- Fragment dokumentu:
Inseminacja 2018
-
WIADOMOŚĆ
-
nick nieaktualnykalade wrote:Mam już wyniki - estradiol 201 pg/ml. Czy nie jest za niski? Podobno najlepiej jakby był powyżej 300.
Właśnie zrobiłam Ovitrelle i jutro o 10:30 zabieg. -
inka1985 wrote:halo haloooo, wieki mnie tu nie było, ale to dlatego, że odpoczywałam sobie od tematów "ciążowych". Co u Was dziewczyny, czy komuś, kto mnie jeszcze pamięta sie udało? Mam nadzieję, że tak
Heloł, kopę lat!
Ja aktualnie jestem po drugiej nieudanej iui (musze zaktualizować stopkę), wyjezdzie majowkowym , prawie że załamaniu nerwowym i upływie ważności wszystkich badań. Od listopada udało nam sie zrobić tylko dwie próby (szkoda mowić) i teraz walczymy dalej.

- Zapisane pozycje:
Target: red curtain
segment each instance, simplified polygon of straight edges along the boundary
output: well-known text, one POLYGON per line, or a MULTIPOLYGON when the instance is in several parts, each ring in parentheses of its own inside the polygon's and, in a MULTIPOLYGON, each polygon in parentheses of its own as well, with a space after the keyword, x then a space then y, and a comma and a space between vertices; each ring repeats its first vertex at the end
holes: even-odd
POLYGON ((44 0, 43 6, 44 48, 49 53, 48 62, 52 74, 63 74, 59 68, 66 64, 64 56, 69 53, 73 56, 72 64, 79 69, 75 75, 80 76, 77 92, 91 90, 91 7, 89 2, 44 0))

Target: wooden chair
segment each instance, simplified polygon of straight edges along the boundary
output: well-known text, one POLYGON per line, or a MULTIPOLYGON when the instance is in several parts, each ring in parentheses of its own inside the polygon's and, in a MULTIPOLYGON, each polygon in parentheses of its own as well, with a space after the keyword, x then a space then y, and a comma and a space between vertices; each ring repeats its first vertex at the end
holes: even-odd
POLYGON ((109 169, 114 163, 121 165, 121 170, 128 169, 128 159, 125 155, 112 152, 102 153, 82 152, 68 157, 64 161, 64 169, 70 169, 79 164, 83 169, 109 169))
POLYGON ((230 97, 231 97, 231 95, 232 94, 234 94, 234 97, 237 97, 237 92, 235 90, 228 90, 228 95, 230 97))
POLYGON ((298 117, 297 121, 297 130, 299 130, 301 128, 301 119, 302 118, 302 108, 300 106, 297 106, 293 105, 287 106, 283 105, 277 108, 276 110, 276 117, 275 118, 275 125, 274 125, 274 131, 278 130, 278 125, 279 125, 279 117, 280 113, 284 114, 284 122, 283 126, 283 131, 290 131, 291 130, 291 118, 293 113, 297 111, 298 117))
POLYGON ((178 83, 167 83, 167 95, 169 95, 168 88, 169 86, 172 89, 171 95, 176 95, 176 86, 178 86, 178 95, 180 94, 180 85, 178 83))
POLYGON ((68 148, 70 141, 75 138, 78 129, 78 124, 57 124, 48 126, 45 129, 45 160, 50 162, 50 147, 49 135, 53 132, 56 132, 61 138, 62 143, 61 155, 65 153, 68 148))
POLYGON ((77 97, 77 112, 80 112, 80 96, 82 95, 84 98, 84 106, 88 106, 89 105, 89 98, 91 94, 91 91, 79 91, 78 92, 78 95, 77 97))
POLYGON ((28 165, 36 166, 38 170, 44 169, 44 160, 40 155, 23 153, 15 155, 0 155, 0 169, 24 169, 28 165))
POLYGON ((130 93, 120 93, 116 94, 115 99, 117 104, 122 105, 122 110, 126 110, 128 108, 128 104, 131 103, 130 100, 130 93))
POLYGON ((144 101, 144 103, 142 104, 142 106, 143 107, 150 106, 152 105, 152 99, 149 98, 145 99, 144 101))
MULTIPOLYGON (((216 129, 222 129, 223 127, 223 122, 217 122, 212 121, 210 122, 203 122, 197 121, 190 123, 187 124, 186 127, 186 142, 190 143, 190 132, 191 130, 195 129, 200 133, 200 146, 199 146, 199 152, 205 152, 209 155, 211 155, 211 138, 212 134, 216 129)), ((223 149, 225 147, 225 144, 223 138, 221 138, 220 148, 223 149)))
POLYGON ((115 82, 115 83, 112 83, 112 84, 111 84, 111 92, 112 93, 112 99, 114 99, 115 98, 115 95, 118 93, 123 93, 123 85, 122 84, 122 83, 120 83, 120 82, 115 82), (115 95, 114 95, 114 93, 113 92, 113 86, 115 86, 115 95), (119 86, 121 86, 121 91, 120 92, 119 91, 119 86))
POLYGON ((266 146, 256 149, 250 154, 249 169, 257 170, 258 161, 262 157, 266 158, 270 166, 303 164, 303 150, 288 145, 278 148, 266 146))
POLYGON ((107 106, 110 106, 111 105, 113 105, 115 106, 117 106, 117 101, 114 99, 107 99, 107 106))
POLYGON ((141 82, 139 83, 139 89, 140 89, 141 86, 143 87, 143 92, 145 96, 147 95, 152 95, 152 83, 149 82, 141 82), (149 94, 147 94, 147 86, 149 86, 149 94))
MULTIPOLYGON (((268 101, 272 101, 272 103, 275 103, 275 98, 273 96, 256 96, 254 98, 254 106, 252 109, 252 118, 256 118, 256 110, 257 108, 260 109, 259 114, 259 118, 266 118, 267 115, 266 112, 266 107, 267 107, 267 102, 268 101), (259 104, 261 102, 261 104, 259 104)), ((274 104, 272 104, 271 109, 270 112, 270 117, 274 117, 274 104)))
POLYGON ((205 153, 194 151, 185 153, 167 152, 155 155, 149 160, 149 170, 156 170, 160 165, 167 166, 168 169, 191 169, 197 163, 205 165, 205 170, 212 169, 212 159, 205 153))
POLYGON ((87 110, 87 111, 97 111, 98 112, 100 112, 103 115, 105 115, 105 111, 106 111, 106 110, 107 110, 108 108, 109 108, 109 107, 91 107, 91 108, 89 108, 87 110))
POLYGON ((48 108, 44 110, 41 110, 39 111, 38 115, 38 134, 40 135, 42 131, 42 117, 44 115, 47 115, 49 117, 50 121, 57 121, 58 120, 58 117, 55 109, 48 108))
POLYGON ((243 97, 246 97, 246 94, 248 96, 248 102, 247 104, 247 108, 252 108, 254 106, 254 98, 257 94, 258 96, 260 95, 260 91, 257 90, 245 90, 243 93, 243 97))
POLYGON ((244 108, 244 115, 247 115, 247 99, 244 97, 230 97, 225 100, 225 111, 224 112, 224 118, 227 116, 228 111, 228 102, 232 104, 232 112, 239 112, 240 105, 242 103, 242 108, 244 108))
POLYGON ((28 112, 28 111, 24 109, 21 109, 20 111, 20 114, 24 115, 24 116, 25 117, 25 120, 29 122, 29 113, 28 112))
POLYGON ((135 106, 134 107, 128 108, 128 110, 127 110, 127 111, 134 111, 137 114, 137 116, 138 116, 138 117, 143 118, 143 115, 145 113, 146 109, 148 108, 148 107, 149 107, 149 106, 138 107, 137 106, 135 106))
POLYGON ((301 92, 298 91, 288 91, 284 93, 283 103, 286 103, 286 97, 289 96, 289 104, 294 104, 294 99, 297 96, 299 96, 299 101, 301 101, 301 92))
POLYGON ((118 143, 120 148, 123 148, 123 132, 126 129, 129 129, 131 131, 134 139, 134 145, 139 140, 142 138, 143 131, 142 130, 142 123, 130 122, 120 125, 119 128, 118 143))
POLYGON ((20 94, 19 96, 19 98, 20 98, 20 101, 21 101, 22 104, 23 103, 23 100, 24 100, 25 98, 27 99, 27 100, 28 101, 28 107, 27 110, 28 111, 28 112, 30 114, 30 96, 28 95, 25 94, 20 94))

- Zadania do wykonania:
A. Przepisz z wątku o inseminacji cały fragment od słów „Inseminacja 2018” aż do słów „teraz walczymy dalej.”.
B. Jaki wynik estradiolu podano w wątku o inseminacji?

- Zestaw odpowiedzi:
A.
Inseminacja 2018
-
WIADOMOŚĆ
-
nick nieaktualnykalade wrote:Mam już wyniki - estradiol 201 pg/ml. Czy nie jest za niski? Podobno najlepiej jakby był powyżej 300.
Właśnie zrobiłam Ovitrelle i jutro o 10:30 zabieg. -
inka1985 wrote:halo haloooo, wieki mnie tu nie było, ale to dlatego, że odpoczywałam sobie od tematów "ciążowych". Co u Was dziewczyny, czy komuś, kto mnie jeszcze pamięta sie udało? Mam nadzieję, że tak
Heloł, kopę lat!
Ja aktualnie jestem po drugiej nieudanej iui (musze zaktualizować stopkę), wyjezdzie majowkowym , prawie że załamaniu nerwowym i upływie ważności wszystkich badań. Od listopada udało nam sie zrobić tylko dwie próby (szkoda mowić) i teraz walczymy dalej.

B. 201 pg/ml.